(Supplied passage)
The conclusive method to make sure there aren't any viruses present on a computer is to reformat the computer's hard drive, which erases everything on the drive, and then load a fresh operating system. Thereafter, be assiduous about installing software updates and careful about net connection and security. The ongoing tasks will be simple for Rad and me as this computer would be used only to run the GS-911 software, and would not be used for email or browsing the web.
A new operating system is installed on the computer's hard drive using an installer program; the installer is usually contained on a DVD inserted in the computer's DVD drive. (Some current computers download their OS from the manufacturers' websites, or maintain a separate part of the computer's internal hard drive that contains an OS installer.)
Windows XP -> Windows 7
The NC4200 came with the Windows XP operating system already installed. My friend had an unopened retail-package Windows 7, a more recent OS, that he'd bought for a computer now long gone; he contributed it to the project. Having to buy an OS would of course have increased our cost; as I write this, Amazon sells Windows 7 for $89.
Loading the Windows 7 Installer
The first task was to load the Windows 7 installer into the new computer; the installer would reformat the NC4200's hard drive and install the fresh operating system. Reformatting the drive required the computer to start up ("boot") from the external DVD drive. With the computer off and after making sure the Windows 7 DVD was in the external DVD drive and that the drive was plugged into the NC4200's powered USB port, I turned the computer on. The external drive spun up and the screen displayed "To boot from an external DVD drive, press any key." I pressed and held the "a" key until the computer acknowledged with a beep, then I released the key. Windows loaded a lot of files...slowly...with a thermometer across the bottom of the screen indicating progress. Finally, the Windows 7 installer appeared on the screen.
Reformatting the Hard Drive and Loading Windows 7
Reformatting the hard drive and installing a fresh OS are both done by the Windows 7 installer. The screen prompts are easy to follow. One must specifically direct that the hard drive be reformatted: when the installer screen asks "Which type of installation do you want?" select "Custom." The installer screen will then ask "Where do you want to Install Windows?" Respond by clicking on "Drive Options," then select "Format."
(End Supplied passage)
[Problems and tasks]:
1 > In the Windows 7 setup passage, which key was pressed and held to make the computer boot from the external DVD drive?
2 > For each statement, answer yes or no according to the Windows 7 setup passage, and quote the words from the passage that decide it.
(a) The NC4200 already had Windows XP installed when it came.
(b) The computer would also be used for email and browsing the web.
(c) To get the hard drive reformatted, you pick "Upgrade" when asked which type of installation you want.
(Data shown)
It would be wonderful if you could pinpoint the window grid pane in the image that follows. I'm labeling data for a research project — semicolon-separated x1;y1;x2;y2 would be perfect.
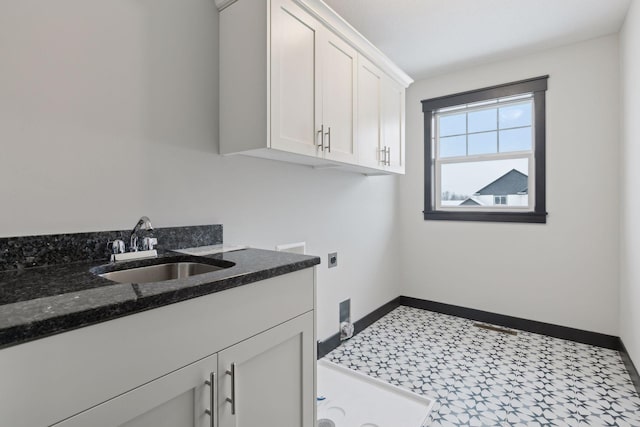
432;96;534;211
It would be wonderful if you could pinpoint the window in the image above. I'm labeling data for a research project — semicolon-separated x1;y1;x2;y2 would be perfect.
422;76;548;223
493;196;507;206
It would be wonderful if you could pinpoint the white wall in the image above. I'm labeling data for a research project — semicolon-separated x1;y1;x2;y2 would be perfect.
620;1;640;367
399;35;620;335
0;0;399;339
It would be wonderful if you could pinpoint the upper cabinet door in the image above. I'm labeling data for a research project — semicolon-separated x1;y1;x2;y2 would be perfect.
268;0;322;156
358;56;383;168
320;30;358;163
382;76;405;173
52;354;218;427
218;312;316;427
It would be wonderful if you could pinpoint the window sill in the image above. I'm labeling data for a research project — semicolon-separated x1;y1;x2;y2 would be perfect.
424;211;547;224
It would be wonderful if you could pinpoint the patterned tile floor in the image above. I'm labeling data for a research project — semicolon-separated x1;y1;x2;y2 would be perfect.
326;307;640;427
(End Data shown)
(Data shown)
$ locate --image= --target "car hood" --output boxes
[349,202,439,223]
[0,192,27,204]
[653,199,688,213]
(End Data shown)
[Response list]:
1 > The "a" key.

2 >
(a) Yes: "The NC4200 came with the Windows XP operating system already installed."
(b) No: "would not be used for email or browsing the web."
(c) No: "when the installer screen asks "Which type of installation do you want?" select "Custom.""